▶ _Exercises to complete_:
1/ In the passage on agent-based models, reproduce the text between "I asked Gianluca" and "within a simulation.", inclusive.
2/ Which slogan of Joshua Epstein's is quoted in the passage on agent-based models?

I've just had the singular opportunity of participating in the habilitation examination of Gianluca Manzo at the Sorbonne, based on his excellent manuscript on the relevance of agent-based models for justifying causal claims in the social sciences. Manzo is currently a research fellow in sociology at CNRS in Paris (Centre National de la Recherche Scientifique), and is a prolific contributor to analytical sociology and computational social science. The habilitation essay is an excellent piece of work and I trust it will be published as an influential monograph. Manzo has the distinction of being expert both on the philosophical and theoretical debates that are underway about social causation and an active researcher in the field of ABM simulations. Pierre Demeulenaere served as a generous and sympathetic mentor. The committee consisted of Anouk Barberousse, Ivan Ermakoff, Andreas Flache, Olivier Godechot, and myself, and reviewer comments and observations were of the highest quality and rigor. It was a highly stimulating session.
One element of our conversation was especially enlightening to me. I have written a number of times in Understanding Society and elsewhere about the utility of ABM models, and one line of thought I have developed is a critique of what I have labeled "ABM fundamentalism" -- the view that ABM models are the best possible technique for constructing social explanations for every possible subject in the social sciences (link). This view is expressed in Joshua Epstein's slogan, "If you didn't grow it, you didn't explain it." I maintain that ABM is a useful technique, but only one of many methods appropriate to the problem of constructing explanations of interesting sociological outcomes (link). So I advocate for theoretical and methodological pluralism when it comes to the ABM program.
I asked Gianluca whether he would agree that ABM fundamentalism is incorrect, and was surprised to find that he defends the universal applicability of ABM as a tool to implement any sociological theory. According to him, it is a perfectly general and universal modeling platform that can in principle be applied to any sociological problem. He also made it clear that he does not maintain that the use of ABM methods is optimal for every sociological problem of explanation. His defense of the universal applicability of ABM simulation techniques therefore does not imply that Manzo privileges these techniques as best for every sociological problem. But as a formal matter, he holds that ABM technology possesses the resources necessary to represent any fully specified social theory within a simulation.
The subsequent conversation succeeded in clarifying the underlying source of disagreement for me. What I realized in the discussion that ensued is that I was conflating two things in my label of ABM fundamentalism: the simulation technology and the substantive doctrine of generative social science. Epstein is a generativist, in the sense that he believes that social outcomes need in principle to be generated from a representation of facts about the individuals who make it up (Generative Social Science: Studies in Agent-Based Computational Modeling). Epstein is also an advocate of ABM techniques because they represent a particularly direct way of implementing a generativist explanation. But what Gianluca showed me is that ABM is not formally committed to the generativist dogma, and that an ABM simulation can perhaps incorporate factors at any social level. The insight that I gained, then, is that I should separate the substantive view of generativism from the formal mathematical tools of ABM simulations techniques.

▶ _Recorded data_:
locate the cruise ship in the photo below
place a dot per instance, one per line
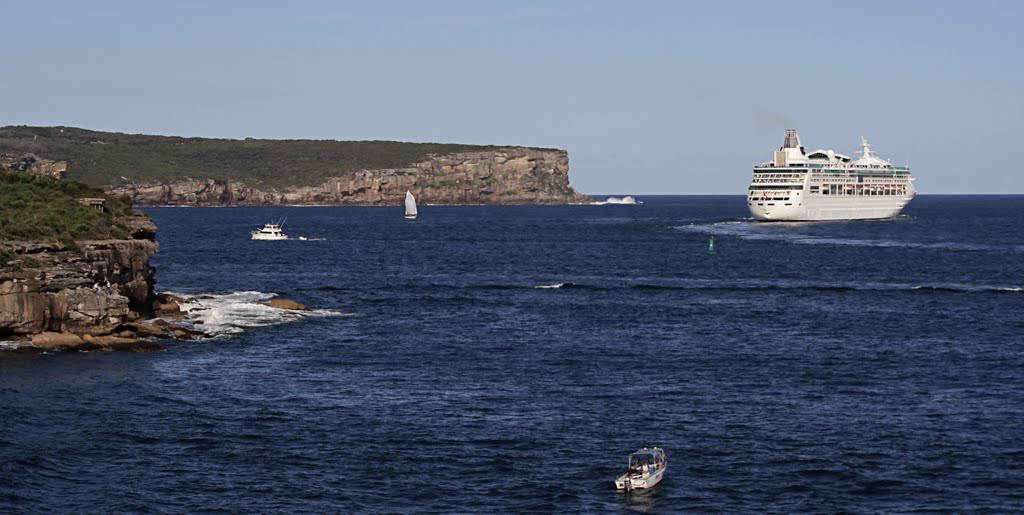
(827, 185)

▶ _The answers_:
1/
I asked Gianluca whether he would agree that ABM fundamentalism is incorrect, and was surprised to find that he defends the universal applicability of ABM as a tool to implement any sociological theory. According to him, it is a perfectly general and universal modeling platform that can in principle be applied to any sociological problem. He also made it clear that he does not maintain that the use of ABM methods is optimal for every sociological problem of explanation. His defense of the universal applicability of ABM simulation techniques therefore does not imply that Manzo privileges these techniques as best for every sociological problem. But as a formal matter, he holds that ABM technology possesses the resources necessary to represent any fully specified social theory within a simulation.

2/ "If you didn't grow it, you didn't explain it."